WHAT YOU ARE ASKED TO DO:
Give all of the lines again exactly as they read.
++++++++++
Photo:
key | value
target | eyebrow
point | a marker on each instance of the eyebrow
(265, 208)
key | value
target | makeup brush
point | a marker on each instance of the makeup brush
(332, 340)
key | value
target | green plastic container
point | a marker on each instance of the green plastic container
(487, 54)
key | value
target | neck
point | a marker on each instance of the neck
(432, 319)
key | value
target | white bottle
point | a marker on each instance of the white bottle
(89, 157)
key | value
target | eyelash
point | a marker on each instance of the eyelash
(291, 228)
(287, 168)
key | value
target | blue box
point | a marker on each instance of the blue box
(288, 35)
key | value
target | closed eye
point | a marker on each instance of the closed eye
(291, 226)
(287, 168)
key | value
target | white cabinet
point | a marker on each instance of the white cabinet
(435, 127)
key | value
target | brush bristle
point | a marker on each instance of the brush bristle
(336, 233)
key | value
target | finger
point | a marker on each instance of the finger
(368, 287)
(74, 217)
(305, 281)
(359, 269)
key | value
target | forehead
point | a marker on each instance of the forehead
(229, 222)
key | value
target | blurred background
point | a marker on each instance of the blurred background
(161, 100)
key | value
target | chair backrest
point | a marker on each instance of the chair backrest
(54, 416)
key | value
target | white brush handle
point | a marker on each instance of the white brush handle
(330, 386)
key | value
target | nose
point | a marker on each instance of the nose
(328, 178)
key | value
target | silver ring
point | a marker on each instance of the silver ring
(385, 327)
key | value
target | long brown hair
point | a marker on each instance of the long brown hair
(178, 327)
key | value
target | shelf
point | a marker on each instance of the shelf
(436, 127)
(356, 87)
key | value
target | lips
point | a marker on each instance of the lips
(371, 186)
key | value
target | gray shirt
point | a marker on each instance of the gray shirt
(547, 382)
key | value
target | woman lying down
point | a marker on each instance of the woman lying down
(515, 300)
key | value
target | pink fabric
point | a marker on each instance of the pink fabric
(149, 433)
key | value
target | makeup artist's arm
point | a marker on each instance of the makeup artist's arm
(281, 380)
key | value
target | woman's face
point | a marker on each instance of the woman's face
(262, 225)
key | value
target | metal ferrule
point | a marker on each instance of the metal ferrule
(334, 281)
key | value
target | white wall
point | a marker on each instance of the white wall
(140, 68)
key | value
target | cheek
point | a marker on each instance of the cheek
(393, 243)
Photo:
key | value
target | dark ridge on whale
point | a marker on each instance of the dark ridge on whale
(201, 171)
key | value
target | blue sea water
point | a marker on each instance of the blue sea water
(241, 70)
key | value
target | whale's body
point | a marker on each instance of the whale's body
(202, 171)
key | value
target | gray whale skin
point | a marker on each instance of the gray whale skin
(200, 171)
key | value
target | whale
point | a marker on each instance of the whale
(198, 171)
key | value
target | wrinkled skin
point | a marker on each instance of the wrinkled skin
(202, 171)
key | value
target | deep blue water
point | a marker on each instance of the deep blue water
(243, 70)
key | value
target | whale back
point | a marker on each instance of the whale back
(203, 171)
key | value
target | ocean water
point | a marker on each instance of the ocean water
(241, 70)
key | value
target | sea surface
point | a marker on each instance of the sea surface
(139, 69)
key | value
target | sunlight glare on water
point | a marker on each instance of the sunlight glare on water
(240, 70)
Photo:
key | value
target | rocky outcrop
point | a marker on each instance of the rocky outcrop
++++++++++
CORRECT RESULT:
Photo:
key | value
target | eyebrow
point | a marker on each instance of the eyebrow
(265, 208)
key | value
target | makeup brush
point | a marker on each instance of the makeup brush
(332, 340)
key | value
target | green plastic container
point | a marker on each instance of the green plastic container
(487, 54)
key | value
target | neck
point | a marker on each instance of the neck
(432, 319)
key | value
target | white bottle
point | a marker on each instance of the white bottle
(89, 157)
key | value
target | eyelash
point | a marker on each instance of the eyelash
(291, 228)
(287, 168)
key | value
target | blue box
point | a marker on each instance of the blue box
(288, 35)
key | value
target | closed eye
point | a marker on each instance of the closed eye
(291, 226)
(287, 168)
key | value
target | white cabinet
point | a marker on each instance of the white cabinet
(435, 127)
key | value
target | brush bristle
point | a marker on each instance of the brush bristle
(336, 233)
key | value
target | finger
point | a marker on each instance of the finger
(368, 287)
(74, 217)
(305, 281)
(359, 269)
key | value
target | forehead
point | a marker on each instance of the forehead
(229, 222)
key | value
target | blurred background
point | a marker on each instance of the blurred background
(161, 100)
key | value
target | chair backrest
point | a marker on each instance of the chair backrest
(54, 416)
key | value
target | white brush handle
point | a marker on each instance of the white brush handle
(330, 386)
key | value
target | nose
point | a marker on each instance of the nose
(328, 178)
key | value
target | silver ring
point | a marker on each instance of the silver ring
(385, 327)
key | value
target | long brown hair
point | a marker on each instance of the long brown hair
(178, 327)
key | value
target | shelf
point | a marker on each instance of the shelf
(436, 127)
(356, 87)
key | value
target | lips
point | a marker on each instance of the lips
(371, 186)
key | value
target | gray shirt
point | a marker on each instance of the gray shirt
(547, 382)
key | value
target | woman lying down
point | a marker on each instance of the woman lying down
(515, 300)
key | value
target | pink fabric
point | a marker on each instance of the pink fabric
(149, 433)
key | value
target | makeup artist's arm
point | a marker on each instance of the makeup artist's arm
(281, 380)
key | value
target | woman's face
point | a marker on each instance of the woman's face
(262, 225)
key | value
target | metal ferrule
point | a marker on each instance of the metal ferrule
(334, 281)
key | value
target | white wall
point | a marker on each instance of the white wall
(140, 68)
key | value
target | cheek
point | a marker on each instance of the cheek
(393, 243)
Photo:
key | value
target | dark ridge on whale
point | a marker on each instance of the dark ridge on whale
(201, 171)
key | value
target | blue sea water
point | a marker on each instance of the blue sea water
(241, 70)
key | value
target | whale's body
point | a marker on each instance of the whale's body
(202, 171)
key | value
target | gray whale skin
point | a marker on each instance of the gray whale skin
(200, 171)
key | value
target | whale
point | a marker on each instance of the whale
(198, 171)
key | value
target | wrinkled skin
point | a marker on each instance of the wrinkled skin
(202, 171)
key | value
target | deep blue water
point | a marker on each instance of the deep blue water
(243, 70)
key | value
target | whale back
point | a marker on each instance of the whale back
(203, 171)
key | value
target | ocean water
point | a marker on each instance of the ocean water
(241, 70)
key | value
target | sea surface
point | a marker on each instance of the sea surface
(139, 69)
key | value
target | sunlight glare on water
point | a marker on each instance of the sunlight glare on water
(240, 70)
Photo:
key | value
target | rocky outcrop
point | a marker on each instance of the rocky outcrop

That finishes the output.